--- Source document ---
Reversal of Social Charisma
It’s time to solve the social dilemma and get back to our roots.
The numbers are killing you. Futile scrolling over the tabs you’ve already gone through seems inevitable. Like, shares, views, or comments are the numbers on which your happiness depends. What is up with these numbers? These obsessions indicate the impact of social media and numbers on us. When I started reading on Medium, my reading list was filled with superfluous articles on self-help, productivity, etc. After trotting over twenty such articles, the point which always squeezed its way inside the article was Social Media. These apps are cajoling you into their web, and it's nothing less than Folie à deux between you and your Instagram. Astonishingly, involving only one living person.
Every article had pointed out why social media is bad, why we should stop looking at the screens as soon as we wake up, and many other things, which never made sense to me (until now). The most popular was that “Phones should not be the first thing you see in the morning.” But, I usually woke up just because of my feed. Otherwise, I could have ended up sleeping for more than ten hours. After a few minutes of scrolling, my morning fog was gone, and social media worked as a good sleep-remover for me.
I discovered the problem affiliated with facing the screens immediately after opening my eyes when I started writing. Glancing over the sentences greatly differs from framing them, and my conversion from reader to writer had provided a different lens for vision. Let’s break up what a newbie writer does —
- Frame ideas inside the mind and keeps the ideas inside the head.
- Writes an article in a day and thinks little about the article for the next day.

--- Records ---
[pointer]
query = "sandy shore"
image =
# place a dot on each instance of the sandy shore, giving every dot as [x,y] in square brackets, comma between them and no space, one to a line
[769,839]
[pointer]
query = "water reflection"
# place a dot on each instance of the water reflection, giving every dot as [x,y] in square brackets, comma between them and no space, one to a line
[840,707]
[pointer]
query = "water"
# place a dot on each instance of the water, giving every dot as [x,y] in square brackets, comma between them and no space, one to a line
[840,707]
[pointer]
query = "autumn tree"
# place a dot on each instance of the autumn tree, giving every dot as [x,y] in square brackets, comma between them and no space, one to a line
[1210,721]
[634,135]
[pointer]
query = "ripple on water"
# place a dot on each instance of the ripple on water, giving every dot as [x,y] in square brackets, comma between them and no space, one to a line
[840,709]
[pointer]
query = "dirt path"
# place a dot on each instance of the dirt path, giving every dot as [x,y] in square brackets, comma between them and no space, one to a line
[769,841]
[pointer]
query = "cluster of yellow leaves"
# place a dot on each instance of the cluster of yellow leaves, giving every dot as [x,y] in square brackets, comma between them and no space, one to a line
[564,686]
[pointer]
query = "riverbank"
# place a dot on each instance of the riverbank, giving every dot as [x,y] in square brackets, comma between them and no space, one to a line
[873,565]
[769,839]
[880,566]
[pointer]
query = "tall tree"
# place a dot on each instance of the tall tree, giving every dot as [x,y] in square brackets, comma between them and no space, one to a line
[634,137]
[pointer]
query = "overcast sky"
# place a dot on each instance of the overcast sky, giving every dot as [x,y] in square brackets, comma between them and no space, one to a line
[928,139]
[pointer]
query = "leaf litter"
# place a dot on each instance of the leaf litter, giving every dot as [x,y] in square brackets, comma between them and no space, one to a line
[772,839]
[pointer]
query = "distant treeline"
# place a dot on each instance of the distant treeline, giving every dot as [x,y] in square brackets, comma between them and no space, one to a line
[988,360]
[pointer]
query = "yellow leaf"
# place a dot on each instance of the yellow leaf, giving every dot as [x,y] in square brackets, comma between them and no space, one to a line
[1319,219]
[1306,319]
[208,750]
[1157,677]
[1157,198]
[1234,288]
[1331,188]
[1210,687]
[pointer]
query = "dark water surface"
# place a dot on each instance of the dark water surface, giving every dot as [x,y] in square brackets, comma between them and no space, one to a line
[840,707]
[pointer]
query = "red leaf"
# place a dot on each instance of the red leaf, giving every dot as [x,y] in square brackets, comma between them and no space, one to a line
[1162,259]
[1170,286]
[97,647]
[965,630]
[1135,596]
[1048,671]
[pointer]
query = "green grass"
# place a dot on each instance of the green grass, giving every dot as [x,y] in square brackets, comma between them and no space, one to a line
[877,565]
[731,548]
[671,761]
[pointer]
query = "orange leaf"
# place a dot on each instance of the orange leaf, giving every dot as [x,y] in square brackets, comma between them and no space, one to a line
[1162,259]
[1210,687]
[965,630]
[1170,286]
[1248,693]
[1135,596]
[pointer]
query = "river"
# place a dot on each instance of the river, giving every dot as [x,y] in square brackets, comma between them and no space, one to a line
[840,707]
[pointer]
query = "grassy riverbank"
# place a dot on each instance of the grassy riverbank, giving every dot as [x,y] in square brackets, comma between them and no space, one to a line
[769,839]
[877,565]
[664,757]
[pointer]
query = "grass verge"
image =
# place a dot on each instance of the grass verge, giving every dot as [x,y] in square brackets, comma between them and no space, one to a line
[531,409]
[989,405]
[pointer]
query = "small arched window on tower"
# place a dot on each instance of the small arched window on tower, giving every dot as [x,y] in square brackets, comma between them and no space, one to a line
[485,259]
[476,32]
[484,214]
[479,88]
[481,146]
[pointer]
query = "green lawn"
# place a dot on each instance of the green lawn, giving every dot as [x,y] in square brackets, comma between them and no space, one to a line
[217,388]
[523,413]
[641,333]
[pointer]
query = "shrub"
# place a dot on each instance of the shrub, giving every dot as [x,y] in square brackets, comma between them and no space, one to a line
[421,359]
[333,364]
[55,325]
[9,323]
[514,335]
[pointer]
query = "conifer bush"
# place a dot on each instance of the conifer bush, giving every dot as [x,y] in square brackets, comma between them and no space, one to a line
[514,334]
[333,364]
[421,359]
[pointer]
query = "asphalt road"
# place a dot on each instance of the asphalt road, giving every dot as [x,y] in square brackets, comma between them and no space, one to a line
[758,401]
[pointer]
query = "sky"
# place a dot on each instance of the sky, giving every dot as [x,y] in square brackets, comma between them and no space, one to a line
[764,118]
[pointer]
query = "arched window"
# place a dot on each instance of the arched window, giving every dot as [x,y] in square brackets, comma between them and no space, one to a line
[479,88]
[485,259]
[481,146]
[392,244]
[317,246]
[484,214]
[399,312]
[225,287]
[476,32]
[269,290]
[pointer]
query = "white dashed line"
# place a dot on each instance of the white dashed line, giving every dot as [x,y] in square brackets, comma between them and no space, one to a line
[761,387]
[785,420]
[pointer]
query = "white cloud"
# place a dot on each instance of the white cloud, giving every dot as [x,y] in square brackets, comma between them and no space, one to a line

--- To do ---
[1] Write out the passage of the essay on social media from "The numbers are" up to and including "one living person.".
[2] In the essay on social media, what piece of advice is described as the most popular one?

--- Task results ---
[1]
The numbers are killing you. Futile scrolling over the tabs you’ve already gone through seems inevitable. Like, shares, views, or comments are the numbers on which your happiness depends. What is up with these numbers? These obsessions indicate the impact of social media and numbers on us. When I started reading on Medium, my reading list was filled with superfluous articles on self-help, productivity, etc. After trotting over twenty such articles, the point which always squeezed its way inside the article was Social Media. These apps are cajoling you into their web, and it's nothing less than Folie à deux between you and your Instagram. Astonishingly, involving only one living person.

[2] "Phones should not be the first thing you see in the morning."